**** TEXTO PARA ANALIZAR ****
Estación de Cercanías

La Indiferencia

Dicen que esta actitud es el estado de ánimo que no siente inclinación ni repugnancia. Lo que viene a ser lo mismo que el “me resbala” del argot callejero o el tan utilizado ni frío ni calor. Y sinceramente, hay ocasiones en las cuales me gustaría que se apoderase de mí y me proporcionase el magnífico estado de bienestar que intuyo lleva adjunto el practicarla, ahorrarme con ella la impotencia ante las injusticias o la rabia ante las desgracias.
Quién pudiese sentirla al igual que muchos padres que quedan inalterables ante los comportamientos de sus hijos, hijos que nos molestan mientras comemos con sus gritos y sus carreras, más propias de patios de escuela que de restaurantes, o destrozan aquello que es de todos. O aquellos que con ella se construyen antifaces para no ver más allá de lo que sucede en su cercano alrededor de escasos metros. Quién pudiese dejarse llevar por ella cuando te sientes pequeño y manipulado por los grandes, los que están arriba, o los que se creen rozar el cielo y la gloria porque algún distintivo o cargo o posición les hace vivir en ese engaño y se aprovechan de ello haciendo hervir tu sangre y tu razón cuando entran en batalla interior lo que debes y lo que quieres hacer. Porque ella, la que te hace verlo todo sin que nada te afecte, seguramente será de gran ayuda para afrontar ciertas situaciones de la vida.

Lo que ya no envidio de los pasotas, de los que se han dejado llenar su vida por un continuo perseguir de logros y disfrutes propios que les cierran la amplitud de miras y de sentimientos, de los apáticos a los que nada les importa, porque no se consideran parte de nada, es que esta conducta que deja en la inopia a los más importantes valores humanos, como la ayuda al semejante, la sensibilidad ante la desgracia ajena o el respeto por la vida y la libertad de los demás, les haya convertido en simples máquinas de la observación, en alienantes humanos ante situaciones como la vivida semanas atrás en una playa italiana, lamentable suceso que nos dejó la imagen de los cadáveres de dos niñas muertas por ahogamiento esperando a la funeraria y de dos bañistas que, a escasos metros, las observaban como quien contempla tomar el sol al vecino de arena.

Inalterables, impasibles, como si de una película se tratase. Esta cruda y explícita demostración de la gélida indiferencia que nos rodea convulsionó Italia y a una servidora, y fue publicada por multitud de medios de comunicación, llegando a desatar duras críticas del arzobispo de Nápoles, provincia donde ocurrió el desgraciado suceso. El titular de este obispado comparó la pasividad de los veraneantes con las toneladas de porquería que invadieron meses atrás las calles de la referida ciudad, haciendo un llamamiento a la reflexión sobre esta actitud que no es novedad, porque muchos recordarán las imágenes de la paliza a un inmigrante en el metro y la total evasión del único viajero del vagón, que, aferrado a su dispositivo de audio, dejó pasar la agresión sin mover ni un solo músculo para intentar evitarla o por lo menos ayudar a la agredida.

Y es terrible comprobar cómo los cuerpos sin vida de dos niñas no son capaces de alterar en lo más mínimo los planes de playa y disfrute de los presentes, que una vez conformes en su conducta cívica, al llamar a los equipos de rescate, permanecen impertérritos, comiendo y tomando el sol, ajenos totalmente a la desgracia. Porque no es la suya. Porque sencillamente les ha pasado a otros.
****
▶ _ACTIVIDAD_: Enumera los valores humanos que, según el texto sobre la indiferencia, la conducta de los pasotas y los apáticos deja en la inopia.
**** MATERIAL EXTRAÍDO ****
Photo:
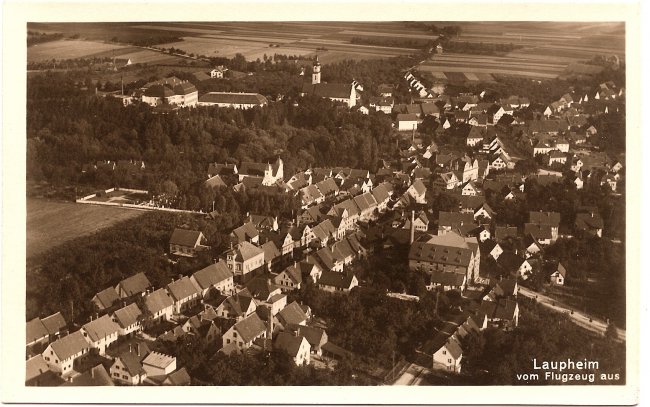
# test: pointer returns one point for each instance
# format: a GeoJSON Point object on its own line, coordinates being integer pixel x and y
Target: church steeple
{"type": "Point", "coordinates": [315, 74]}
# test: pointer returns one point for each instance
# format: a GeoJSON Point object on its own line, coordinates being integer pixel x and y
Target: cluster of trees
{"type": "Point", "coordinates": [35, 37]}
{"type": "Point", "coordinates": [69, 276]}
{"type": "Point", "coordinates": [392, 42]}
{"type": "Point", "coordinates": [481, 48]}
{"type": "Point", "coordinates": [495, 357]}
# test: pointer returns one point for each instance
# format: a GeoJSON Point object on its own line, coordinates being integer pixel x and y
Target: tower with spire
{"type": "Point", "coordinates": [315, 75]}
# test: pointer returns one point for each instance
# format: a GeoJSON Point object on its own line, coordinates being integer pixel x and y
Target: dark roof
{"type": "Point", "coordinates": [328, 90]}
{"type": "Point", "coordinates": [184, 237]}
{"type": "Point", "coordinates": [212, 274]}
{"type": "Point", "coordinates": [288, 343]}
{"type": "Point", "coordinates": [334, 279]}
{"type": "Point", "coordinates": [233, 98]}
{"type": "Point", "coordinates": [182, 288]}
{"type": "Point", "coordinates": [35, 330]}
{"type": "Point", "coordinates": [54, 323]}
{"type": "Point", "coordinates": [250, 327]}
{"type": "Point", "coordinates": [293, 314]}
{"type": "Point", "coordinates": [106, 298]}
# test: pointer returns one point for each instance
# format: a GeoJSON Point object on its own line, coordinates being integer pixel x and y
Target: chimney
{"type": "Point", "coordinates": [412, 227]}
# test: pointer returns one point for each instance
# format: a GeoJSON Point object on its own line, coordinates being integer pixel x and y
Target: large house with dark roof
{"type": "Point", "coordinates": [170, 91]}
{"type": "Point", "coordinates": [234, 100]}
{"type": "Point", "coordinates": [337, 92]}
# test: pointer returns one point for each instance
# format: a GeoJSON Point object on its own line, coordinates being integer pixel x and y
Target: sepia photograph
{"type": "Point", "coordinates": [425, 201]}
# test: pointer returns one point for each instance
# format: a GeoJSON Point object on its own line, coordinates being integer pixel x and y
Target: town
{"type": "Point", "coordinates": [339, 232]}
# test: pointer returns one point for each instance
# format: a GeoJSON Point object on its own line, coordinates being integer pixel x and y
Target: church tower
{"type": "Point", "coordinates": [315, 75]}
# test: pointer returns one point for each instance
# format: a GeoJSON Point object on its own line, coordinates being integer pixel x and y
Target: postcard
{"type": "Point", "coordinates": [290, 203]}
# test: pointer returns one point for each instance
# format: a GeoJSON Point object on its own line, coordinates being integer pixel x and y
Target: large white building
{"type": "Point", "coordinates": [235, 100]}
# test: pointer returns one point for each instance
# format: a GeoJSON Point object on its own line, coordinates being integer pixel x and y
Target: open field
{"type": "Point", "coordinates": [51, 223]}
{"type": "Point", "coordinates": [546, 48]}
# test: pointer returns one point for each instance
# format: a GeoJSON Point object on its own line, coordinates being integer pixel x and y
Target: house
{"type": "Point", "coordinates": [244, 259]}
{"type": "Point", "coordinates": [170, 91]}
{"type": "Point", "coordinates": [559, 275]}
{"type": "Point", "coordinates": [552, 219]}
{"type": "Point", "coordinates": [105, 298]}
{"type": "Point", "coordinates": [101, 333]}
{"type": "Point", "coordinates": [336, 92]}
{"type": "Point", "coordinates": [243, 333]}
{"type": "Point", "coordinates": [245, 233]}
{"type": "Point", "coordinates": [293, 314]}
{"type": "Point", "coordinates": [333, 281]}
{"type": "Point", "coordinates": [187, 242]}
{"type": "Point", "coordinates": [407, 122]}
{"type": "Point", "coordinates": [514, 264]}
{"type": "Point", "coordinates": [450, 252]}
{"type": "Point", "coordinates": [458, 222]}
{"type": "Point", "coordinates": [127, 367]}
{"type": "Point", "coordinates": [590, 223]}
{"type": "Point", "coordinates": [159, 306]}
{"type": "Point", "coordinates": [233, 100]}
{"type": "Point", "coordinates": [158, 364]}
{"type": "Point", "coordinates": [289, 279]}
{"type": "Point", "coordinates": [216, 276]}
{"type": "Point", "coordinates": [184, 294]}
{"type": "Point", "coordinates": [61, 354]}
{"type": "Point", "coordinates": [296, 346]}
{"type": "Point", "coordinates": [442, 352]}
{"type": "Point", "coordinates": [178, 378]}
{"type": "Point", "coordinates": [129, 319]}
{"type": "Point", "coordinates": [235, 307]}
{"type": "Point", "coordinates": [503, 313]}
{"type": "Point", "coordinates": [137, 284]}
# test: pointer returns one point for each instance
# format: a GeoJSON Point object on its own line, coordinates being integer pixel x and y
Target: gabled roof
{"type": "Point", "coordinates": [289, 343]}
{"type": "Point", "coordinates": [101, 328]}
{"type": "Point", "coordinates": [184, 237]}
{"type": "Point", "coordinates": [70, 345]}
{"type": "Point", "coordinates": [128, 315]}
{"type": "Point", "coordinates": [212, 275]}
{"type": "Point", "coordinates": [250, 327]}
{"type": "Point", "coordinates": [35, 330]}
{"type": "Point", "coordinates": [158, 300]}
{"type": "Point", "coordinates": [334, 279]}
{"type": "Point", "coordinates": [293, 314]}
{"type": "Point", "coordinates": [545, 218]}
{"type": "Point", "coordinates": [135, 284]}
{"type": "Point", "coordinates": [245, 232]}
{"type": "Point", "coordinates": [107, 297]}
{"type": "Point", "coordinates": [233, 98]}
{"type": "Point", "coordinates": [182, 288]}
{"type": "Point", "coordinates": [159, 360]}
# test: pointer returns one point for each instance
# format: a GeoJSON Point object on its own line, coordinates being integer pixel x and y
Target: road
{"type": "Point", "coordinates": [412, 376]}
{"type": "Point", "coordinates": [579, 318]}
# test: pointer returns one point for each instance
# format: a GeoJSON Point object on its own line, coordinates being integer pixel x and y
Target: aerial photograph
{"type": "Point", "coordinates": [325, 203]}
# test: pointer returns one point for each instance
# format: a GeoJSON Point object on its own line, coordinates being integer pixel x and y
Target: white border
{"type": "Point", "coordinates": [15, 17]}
****
**** MATERIAL EXTRAÍDO ****
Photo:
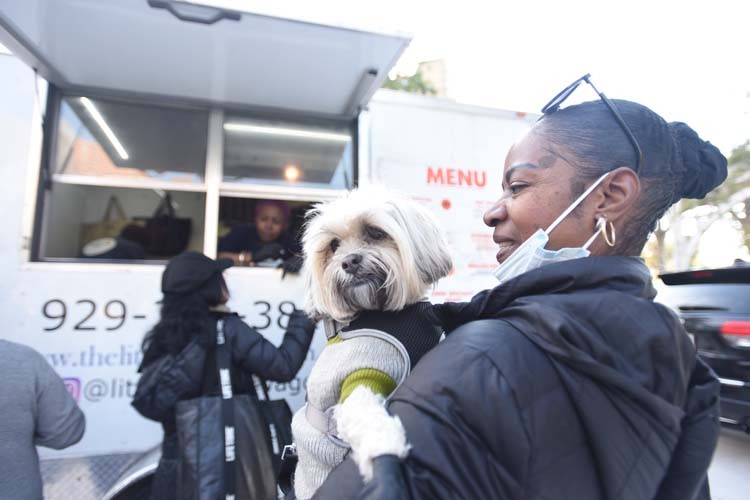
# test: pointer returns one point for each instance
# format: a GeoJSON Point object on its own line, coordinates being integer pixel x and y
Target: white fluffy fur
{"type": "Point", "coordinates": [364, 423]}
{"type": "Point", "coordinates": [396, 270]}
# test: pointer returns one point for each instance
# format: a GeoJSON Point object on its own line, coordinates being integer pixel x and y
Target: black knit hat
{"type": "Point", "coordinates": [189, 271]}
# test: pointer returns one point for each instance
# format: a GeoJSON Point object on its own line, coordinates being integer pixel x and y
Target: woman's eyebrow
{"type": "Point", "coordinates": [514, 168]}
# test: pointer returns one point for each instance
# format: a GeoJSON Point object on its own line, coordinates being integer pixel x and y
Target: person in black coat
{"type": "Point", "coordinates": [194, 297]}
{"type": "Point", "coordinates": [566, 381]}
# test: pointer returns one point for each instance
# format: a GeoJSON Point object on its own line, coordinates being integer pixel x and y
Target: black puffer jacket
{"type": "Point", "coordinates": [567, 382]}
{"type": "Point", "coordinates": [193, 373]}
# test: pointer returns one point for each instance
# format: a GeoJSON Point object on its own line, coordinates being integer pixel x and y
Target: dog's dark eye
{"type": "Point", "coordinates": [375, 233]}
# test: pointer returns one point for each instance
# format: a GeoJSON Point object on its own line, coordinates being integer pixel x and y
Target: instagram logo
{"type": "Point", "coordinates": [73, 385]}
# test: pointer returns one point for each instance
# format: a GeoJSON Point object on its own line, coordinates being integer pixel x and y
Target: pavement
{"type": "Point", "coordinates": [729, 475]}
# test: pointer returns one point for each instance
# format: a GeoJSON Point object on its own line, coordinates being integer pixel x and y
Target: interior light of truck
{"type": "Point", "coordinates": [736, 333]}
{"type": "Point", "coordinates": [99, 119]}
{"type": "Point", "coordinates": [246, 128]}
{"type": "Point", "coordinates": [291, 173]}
****
▶ _SOLUCIÓN DEL EJERCICIO_:
- La ayuda al semejante
- La sensibilidad ante la desgracia ajena
- El respeto por la vida y la libertad de los demás